Print, in exact form, the lines below from the one containing "In each <instance>" through the one containing "280L8 181L0 389L184", and omit all others.

-------- Information supplied

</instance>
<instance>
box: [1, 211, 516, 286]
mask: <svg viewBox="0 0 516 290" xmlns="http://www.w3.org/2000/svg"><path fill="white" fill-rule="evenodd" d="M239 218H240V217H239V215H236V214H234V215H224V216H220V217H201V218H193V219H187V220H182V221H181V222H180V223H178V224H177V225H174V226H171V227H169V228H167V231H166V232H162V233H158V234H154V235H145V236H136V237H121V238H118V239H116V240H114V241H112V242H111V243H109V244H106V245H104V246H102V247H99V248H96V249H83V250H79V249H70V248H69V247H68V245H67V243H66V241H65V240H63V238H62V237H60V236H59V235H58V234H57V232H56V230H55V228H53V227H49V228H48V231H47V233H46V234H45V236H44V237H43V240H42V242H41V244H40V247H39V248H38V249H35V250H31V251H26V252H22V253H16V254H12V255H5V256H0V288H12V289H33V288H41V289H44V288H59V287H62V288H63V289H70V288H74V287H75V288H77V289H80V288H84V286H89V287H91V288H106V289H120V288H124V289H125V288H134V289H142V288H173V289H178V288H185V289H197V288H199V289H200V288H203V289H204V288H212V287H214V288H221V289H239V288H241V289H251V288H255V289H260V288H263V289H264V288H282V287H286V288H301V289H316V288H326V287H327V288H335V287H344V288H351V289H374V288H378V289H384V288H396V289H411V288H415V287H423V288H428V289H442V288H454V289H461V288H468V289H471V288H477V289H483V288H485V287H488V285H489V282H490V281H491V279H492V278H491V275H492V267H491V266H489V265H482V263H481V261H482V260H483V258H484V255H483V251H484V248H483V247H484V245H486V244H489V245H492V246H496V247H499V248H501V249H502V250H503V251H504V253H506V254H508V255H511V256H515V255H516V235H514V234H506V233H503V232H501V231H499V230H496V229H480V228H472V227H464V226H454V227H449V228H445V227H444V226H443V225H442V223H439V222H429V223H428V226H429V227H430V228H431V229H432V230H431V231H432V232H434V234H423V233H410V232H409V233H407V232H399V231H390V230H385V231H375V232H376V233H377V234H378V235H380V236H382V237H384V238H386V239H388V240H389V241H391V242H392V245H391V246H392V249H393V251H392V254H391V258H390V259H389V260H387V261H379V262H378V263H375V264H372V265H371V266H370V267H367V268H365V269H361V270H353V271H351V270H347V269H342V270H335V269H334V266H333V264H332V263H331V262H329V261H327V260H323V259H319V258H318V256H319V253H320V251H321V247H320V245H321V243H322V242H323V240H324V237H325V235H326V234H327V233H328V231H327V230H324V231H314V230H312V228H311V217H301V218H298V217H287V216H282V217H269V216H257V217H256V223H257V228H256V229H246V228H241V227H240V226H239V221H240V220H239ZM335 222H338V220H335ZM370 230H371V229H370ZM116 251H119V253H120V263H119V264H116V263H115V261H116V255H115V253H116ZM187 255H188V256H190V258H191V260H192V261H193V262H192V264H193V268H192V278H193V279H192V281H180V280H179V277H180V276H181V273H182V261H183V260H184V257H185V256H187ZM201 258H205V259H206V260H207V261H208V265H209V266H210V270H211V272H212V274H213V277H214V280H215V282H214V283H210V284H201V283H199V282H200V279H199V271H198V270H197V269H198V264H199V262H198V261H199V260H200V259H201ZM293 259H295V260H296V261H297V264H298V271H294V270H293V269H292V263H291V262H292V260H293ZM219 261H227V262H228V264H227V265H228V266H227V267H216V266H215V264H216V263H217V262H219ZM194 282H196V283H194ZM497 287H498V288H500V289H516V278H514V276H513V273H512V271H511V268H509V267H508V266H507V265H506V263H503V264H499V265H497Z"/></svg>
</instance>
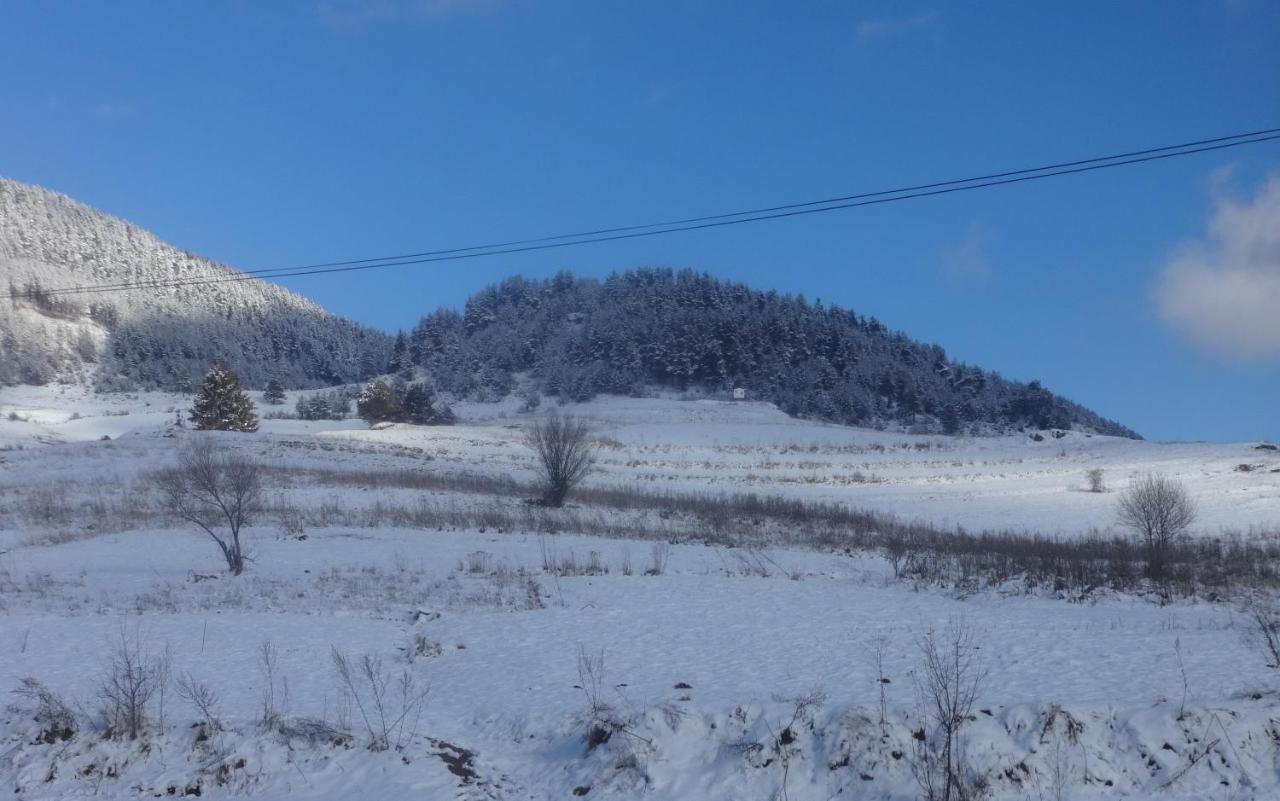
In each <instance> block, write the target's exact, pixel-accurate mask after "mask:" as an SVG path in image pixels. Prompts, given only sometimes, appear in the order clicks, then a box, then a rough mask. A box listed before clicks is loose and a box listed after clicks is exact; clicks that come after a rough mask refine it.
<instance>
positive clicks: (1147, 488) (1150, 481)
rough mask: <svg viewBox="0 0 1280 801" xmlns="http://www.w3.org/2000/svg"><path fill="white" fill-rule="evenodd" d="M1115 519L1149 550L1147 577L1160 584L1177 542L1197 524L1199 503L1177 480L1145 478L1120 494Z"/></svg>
mask: <svg viewBox="0 0 1280 801" xmlns="http://www.w3.org/2000/svg"><path fill="white" fill-rule="evenodd" d="M1116 517H1117V518H1119V519H1120V523H1121V525H1124V526H1126V527H1129V528H1132V530H1133V531H1134V534H1137V535H1138V539H1139V541H1140V543H1142V545H1143V548H1144V549H1146V551H1147V576H1148V577H1149V578H1153V580H1157V581H1158V580H1162V578H1164V577H1165V572H1166V571H1165V567H1166V563H1167V560H1169V550H1170V549H1171V546H1172V545H1174V541H1175V540H1176V539H1178V537H1180V536H1181V535H1183V534H1184V532H1185V531H1187V528H1189V527H1190V525H1192V523H1193V522H1196V504H1194V503H1193V502H1192V499H1190V495H1188V494H1187V488H1185V486H1183V484H1181V482H1180V481H1178V480H1176V479H1169V477H1166V476H1156V475H1146V476H1142V477H1140V479H1138V480H1137V481H1134V482H1133V484H1130V485H1129V486H1128V488H1126V489H1125V490H1124V493H1123V494H1121V495H1120V499H1119V502H1117V503H1116Z"/></svg>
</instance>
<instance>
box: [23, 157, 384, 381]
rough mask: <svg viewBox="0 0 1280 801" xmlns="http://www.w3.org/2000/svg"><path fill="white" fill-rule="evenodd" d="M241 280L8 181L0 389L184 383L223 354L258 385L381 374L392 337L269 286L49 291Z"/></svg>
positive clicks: (245, 374) (69, 202)
mask: <svg viewBox="0 0 1280 801" xmlns="http://www.w3.org/2000/svg"><path fill="white" fill-rule="evenodd" d="M233 275H239V273H237V271H236V270H233V269H232V267H227V266H223V265H219V264H215V262H212V261H209V260H207V258H201V257H200V256H196V255H193V253H188V252H184V251H180V250H178V248H174V247H170V246H169V244H165V243H164V242H160V241H159V239H157V238H156V237H154V235H152V234H150V233H147V232H145V230H142V229H140V228H137V226H134V225H131V224H129V223H125V221H123V220H119V219H115V218H113V216H109V215H106V214H102V212H100V211H96V210H93V209H90V207H88V206H84V205H82V203H78V202H76V201H73V200H70V198H69V197H67V196H64V194H58V193H55V192H50V191H47V189H42V188H40V187H32V186H27V184H22V183H18V182H14V180H6V179H3V178H0V292H5V289H8V293H6V294H5V296H0V385H4V384H46V383H50V381H76V383H96V384H99V385H100V386H102V388H108V389H133V388H138V389H147V388H180V386H184V385H189V384H191V383H193V381H196V380H197V379H198V377H200V376H201V375H204V372H205V371H206V370H209V367H210V366H211V365H212V363H214V361H215V360H218V358H225V360H228V361H229V362H230V363H232V366H233V367H234V369H236V371H237V372H238V374H239V376H241V379H242V380H243V383H244V384H246V385H248V386H256V388H261V386H264V385H265V384H266V381H268V380H269V379H270V377H271V376H275V377H279V379H280V381H283V383H284V384H285V385H289V386H298V388H305V386H320V385H330V384H338V383H346V381H353V380H358V379H362V377H367V376H369V375H372V374H376V372H381V371H383V370H384V369H385V366H387V360H388V356H389V352H390V339H389V338H388V337H387V335H385V334H383V333H381V331H376V330H372V329H369V328H365V326H361V325H357V324H355V322H351V321H349V320H344V319H342V317H337V316H334V315H330V313H329V312H326V311H325V310H323V308H321V307H319V306H316V305H315V303H312V302H311V301H307V299H306V298H302V297H300V296H297V294H293V293H292V292H288V290H287V289H283V288H280V287H276V285H274V284H269V283H266V282H261V280H256V279H251V280H239V282H230V283H214V284H195V285H183V287H164V288H155V289H142V290H132V292H110V293H99V294H58V293H51V292H50V290H54V289H59V288H65V287H76V285H101V284H113V283H120V282H128V283H143V284H146V283H152V282H159V283H165V282H173V280H196V282H198V280H202V279H216V278H225V276H233Z"/></svg>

----------------

**Result for this task**:
In each <instance> block, write the target's exact, pixel-accurate mask after "mask:" as an SVG path in image pixels. Prompts, given only sometimes, appear in the order clicks, then a box, then a rough mask. A box listed before clicks is loose and a box listed after clicks is exact; clicks that come after a rough mask refine it.
<instance>
positive clicks: (1147, 488) (1150, 481)
rough mask: <svg viewBox="0 0 1280 801" xmlns="http://www.w3.org/2000/svg"><path fill="white" fill-rule="evenodd" d="M1115 519L1149 550L1147 577L1160 584L1177 542L1197 524L1199 503L1177 480L1145 478L1120 494Z"/></svg>
mask: <svg viewBox="0 0 1280 801" xmlns="http://www.w3.org/2000/svg"><path fill="white" fill-rule="evenodd" d="M1116 517H1117V518H1119V519H1120V523H1121V525H1124V526H1126V527H1129V528H1132V530H1133V531H1134V534H1137V535H1138V539H1139V541H1140V543H1142V545H1143V548H1144V549H1146V551H1147V576H1148V577H1149V578H1153V580H1157V581H1158V580H1162V578H1164V577H1165V572H1166V571H1165V567H1166V563H1167V560H1169V550H1170V549H1171V546H1172V545H1174V541H1175V540H1176V539H1178V537H1180V536H1181V535H1183V534H1184V532H1185V531H1187V528H1189V527H1190V525H1192V523H1193V522H1196V504H1194V503H1193V502H1192V499H1190V495H1188V494H1187V488H1185V486H1183V484H1181V482H1180V481H1178V480H1176V479H1169V477H1166V476H1156V475H1146V476H1142V477H1140V479H1138V480H1137V481H1134V482H1133V484H1130V485H1129V486H1128V488H1126V489H1125V490H1124V493H1123V494H1121V495H1120V499H1119V502H1117V503H1116Z"/></svg>
</instance>
<instance>
box: [23, 157, 384, 381]
rough mask: <svg viewBox="0 0 1280 801" xmlns="http://www.w3.org/2000/svg"><path fill="white" fill-rule="evenodd" d="M241 280L8 181L0 389L184 383L223 354L258 385L381 374L392 337L269 286L49 291Z"/></svg>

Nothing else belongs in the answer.